WHAT THE EXERCISE ASKS: From the text on jazz guitarist Jerry Hahn, reproduce word for word the passage that starts with "Hahn studied at" and goes on through "Brotherhood (Columbia, 1970)".

DOCUMENT TEXT:

::::::::

Jerry Hahn (born September 21, 1940, Alma, Nebraska) is an American jazz guitarist.

Hahn studied at Wichita State University, then moved to San Francisco in 1962, where he played with John Handy (1964–66). He toured with the 5th Dimension in 1968 and worked with Gary Burton from 1968–69. In addition to recording his own album in 1967, he led the Jerry Hahn Brotherhood, a country-blues jazz-rock ensemble, in 1970. In 1972, Hahn appeared as a session musician on "Run That Body Down" and "Armistice Day", two tracks from Paul Simon, the singer-songwriter's eponymous solo album. Later in the decade he became a teacher at Wichita State and performed less until 1986, when he moved to Portland, Oregon. He played locally and taught at Portland State University.  The Jerry Hahn Method for Jazz Guitar was published by Mel Bay Publications in 2003.

Discography
 Ara-Be-In (Changes, 1967)
 The Jerry Hahn Brotherhood (Columbia, 1970)
 Moses (Fantasy, 1973)
 Time Changes (Enja, 1995)
 Jerry Hahn & His Quintet (Arhoolie, 1998)
 Hahn Solo (Migration, 2006)

::::::::

STORED RECORDS:
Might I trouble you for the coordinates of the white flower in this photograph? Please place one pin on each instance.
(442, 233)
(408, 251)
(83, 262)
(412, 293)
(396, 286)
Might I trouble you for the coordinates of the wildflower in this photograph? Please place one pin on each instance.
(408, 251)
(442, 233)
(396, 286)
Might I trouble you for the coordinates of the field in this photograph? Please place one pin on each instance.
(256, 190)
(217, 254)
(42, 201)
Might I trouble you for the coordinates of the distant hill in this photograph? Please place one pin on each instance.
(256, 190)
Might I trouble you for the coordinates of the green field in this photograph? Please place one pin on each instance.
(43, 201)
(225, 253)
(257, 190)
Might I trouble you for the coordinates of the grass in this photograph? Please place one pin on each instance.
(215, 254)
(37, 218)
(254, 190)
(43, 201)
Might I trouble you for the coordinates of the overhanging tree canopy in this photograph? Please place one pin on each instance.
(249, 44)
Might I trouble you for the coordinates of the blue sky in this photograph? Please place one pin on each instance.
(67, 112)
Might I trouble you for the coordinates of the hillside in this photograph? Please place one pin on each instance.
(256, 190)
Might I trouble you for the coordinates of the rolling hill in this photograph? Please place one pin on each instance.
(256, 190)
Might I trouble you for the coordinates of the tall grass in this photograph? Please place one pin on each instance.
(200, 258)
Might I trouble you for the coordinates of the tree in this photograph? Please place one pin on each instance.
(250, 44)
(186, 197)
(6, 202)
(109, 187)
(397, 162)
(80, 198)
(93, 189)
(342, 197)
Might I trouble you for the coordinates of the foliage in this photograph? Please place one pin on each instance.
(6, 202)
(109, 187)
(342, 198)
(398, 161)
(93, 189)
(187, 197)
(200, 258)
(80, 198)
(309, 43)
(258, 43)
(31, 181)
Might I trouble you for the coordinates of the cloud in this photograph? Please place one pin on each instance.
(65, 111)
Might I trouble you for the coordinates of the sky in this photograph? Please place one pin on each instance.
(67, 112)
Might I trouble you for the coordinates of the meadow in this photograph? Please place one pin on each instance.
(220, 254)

::::::::

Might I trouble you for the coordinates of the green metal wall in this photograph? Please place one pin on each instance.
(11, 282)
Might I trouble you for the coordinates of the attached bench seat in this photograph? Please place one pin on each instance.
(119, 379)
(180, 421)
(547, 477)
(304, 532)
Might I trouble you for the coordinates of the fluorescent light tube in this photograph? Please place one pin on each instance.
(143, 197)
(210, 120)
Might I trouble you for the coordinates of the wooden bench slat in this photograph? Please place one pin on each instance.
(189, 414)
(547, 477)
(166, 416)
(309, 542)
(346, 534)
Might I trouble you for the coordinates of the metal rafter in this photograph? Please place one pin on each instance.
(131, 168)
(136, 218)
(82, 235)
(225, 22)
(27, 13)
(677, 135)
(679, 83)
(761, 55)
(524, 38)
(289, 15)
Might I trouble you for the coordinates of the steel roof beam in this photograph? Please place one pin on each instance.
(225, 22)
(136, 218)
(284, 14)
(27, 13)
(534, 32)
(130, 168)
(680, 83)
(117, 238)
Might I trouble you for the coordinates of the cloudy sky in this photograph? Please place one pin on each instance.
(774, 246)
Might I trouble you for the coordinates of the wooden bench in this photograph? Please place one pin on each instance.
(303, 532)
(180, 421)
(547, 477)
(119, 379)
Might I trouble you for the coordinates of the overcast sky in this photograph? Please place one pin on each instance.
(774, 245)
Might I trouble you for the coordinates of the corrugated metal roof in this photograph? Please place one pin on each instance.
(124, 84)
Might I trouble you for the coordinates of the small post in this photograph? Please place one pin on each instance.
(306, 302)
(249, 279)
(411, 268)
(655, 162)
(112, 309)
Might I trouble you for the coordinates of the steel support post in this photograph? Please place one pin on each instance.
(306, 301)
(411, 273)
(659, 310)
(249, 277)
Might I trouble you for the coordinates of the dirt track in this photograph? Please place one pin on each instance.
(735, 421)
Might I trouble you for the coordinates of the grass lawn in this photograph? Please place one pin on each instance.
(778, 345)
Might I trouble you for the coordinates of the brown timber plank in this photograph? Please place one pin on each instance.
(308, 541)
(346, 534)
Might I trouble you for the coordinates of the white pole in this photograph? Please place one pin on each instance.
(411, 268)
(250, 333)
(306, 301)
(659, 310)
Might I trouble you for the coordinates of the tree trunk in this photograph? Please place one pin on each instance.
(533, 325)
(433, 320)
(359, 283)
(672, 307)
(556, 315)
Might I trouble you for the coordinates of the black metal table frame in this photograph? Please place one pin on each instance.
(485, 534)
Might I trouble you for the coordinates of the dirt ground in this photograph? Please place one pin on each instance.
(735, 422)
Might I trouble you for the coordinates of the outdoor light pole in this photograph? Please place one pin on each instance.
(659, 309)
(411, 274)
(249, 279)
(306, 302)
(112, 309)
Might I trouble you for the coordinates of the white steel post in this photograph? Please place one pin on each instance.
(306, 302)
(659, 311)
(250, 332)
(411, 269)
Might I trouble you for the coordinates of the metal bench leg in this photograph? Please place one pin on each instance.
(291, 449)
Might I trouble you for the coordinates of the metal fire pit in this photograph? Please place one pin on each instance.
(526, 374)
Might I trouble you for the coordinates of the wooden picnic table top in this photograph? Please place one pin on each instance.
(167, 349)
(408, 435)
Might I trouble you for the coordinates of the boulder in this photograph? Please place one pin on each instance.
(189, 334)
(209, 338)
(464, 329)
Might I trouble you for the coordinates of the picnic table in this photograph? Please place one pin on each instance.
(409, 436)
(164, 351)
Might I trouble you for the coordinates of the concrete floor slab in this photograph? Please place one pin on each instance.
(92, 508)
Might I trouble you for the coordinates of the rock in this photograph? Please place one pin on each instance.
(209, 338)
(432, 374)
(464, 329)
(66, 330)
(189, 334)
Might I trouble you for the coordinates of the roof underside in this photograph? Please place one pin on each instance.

::::::::

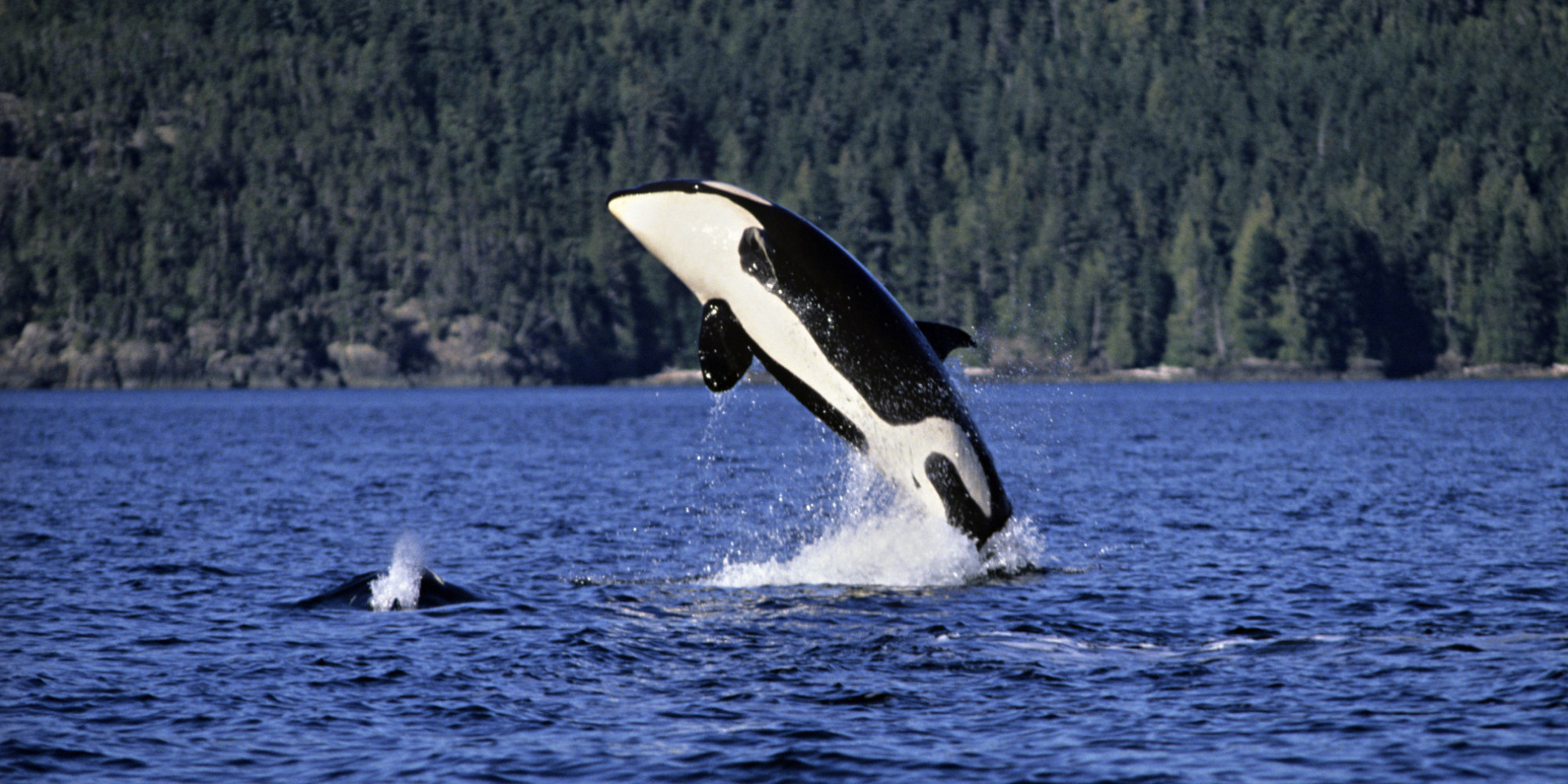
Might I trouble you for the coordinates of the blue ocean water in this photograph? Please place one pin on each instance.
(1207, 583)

::::::::

RESPONSE FOR THIS EXERCISE:
Hahn studied at Wichita State University, then moved to San Francisco in 1962, where he played with John Handy (1964–66). He toured with the 5th Dimension in 1968 and worked with Gary Burton from 1968–69. In addition to recording his own album in 1967, he led the Jerry Hahn Brotherhood, a country-blues jazz-rock ensemble, in 1970. In 1972, Hahn appeared as a session musician on "Run That Body Down" and "Armistice Day", two tracks from Paul Simon, the singer-songwriter's eponymous solo album. Later in the decade he became a teacher at Wichita State and performed less until 1986, when he moved to Portland, Oregon. He played locally and taught at Portland State University.  The Jerry Hahn Method for Jazz Guitar was published by Mel Bay Publications in 2003.

Discography
 Ara-Be-In (Changes, 1967)
 The Jerry Hahn Brotherhood (Columbia, 1970)